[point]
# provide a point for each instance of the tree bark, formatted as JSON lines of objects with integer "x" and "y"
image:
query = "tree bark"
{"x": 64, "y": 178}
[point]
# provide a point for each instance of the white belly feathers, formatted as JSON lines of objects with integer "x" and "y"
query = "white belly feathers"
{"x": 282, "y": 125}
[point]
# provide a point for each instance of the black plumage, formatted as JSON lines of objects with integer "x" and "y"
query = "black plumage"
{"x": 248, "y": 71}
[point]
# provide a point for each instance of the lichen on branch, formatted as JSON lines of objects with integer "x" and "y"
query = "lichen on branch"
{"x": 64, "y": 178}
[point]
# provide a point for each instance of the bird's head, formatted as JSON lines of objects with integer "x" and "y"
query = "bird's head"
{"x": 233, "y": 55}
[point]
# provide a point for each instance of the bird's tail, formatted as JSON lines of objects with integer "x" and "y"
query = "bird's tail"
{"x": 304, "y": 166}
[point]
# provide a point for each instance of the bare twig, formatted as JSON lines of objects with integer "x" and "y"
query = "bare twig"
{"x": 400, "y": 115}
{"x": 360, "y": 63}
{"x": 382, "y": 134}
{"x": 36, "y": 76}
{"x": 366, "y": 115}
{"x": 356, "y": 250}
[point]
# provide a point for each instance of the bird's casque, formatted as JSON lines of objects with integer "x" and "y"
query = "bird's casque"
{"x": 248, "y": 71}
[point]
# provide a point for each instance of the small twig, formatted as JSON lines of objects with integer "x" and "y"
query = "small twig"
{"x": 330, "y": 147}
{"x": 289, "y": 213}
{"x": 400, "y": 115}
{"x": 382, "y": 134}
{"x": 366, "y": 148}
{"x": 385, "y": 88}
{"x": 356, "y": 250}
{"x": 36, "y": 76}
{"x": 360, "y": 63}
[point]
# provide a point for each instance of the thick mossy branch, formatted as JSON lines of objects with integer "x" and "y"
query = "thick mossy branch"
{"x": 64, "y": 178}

———

From the preceding material, extract every line exactly.

PROBLEM SOLUTION
[point]
# provide a point for each instance of the tree bark, formatted as JSON lines of objects with integer "x" and "y"
image:
query = "tree bark"
{"x": 64, "y": 178}
[point]
# provide a point for each instance of the white belly feathers, formatted as JSON lines of objects with integer "x" and "y"
query = "white belly feathers"
{"x": 282, "y": 125}
[point]
# provide a point for each instance of the black plumage, formatted as JSON lines of objects with integer "x" and "y"
query = "black plumage"
{"x": 248, "y": 71}
[point]
# provide a point for each instance of the lichen on branch, formatted as JSON lines of objects with integer "x" and "y"
query = "lichen on branch"
{"x": 64, "y": 178}
[point]
# provide a point for each instance of the bird's head, formatted as JSON lines of objects with integer "x" and "y"
query = "bird's head"
{"x": 233, "y": 55}
[point]
# provide a point for each instance of the bird's tail, formatted as JSON lines of objects with integer "x" and "y"
query = "bird's tail"
{"x": 304, "y": 166}
[point]
# provide a point for each instance of the bare twig, formatted as JSON lines of objects with integer "x" and "y"
query = "bare twig"
{"x": 400, "y": 115}
{"x": 360, "y": 63}
{"x": 382, "y": 134}
{"x": 36, "y": 76}
{"x": 366, "y": 115}
{"x": 356, "y": 250}
[point]
# provide a point for each instance of the bird's casque, formatted as JSON lines of objects with integer "x" and "y"
query = "bird's casque"
{"x": 248, "y": 71}
[point]
# provide a point for each instance of the small twig, formatted as JSON lines of objects with integer "x" and "y"
query = "small twig"
{"x": 330, "y": 147}
{"x": 289, "y": 213}
{"x": 400, "y": 115}
{"x": 382, "y": 134}
{"x": 366, "y": 148}
{"x": 385, "y": 88}
{"x": 356, "y": 250}
{"x": 36, "y": 76}
{"x": 360, "y": 63}
[point]
# provide a point for each instance of the thick mossy branch, formatted as JSON lines of objects with integer "x" and "y"
query = "thick mossy branch"
{"x": 64, "y": 178}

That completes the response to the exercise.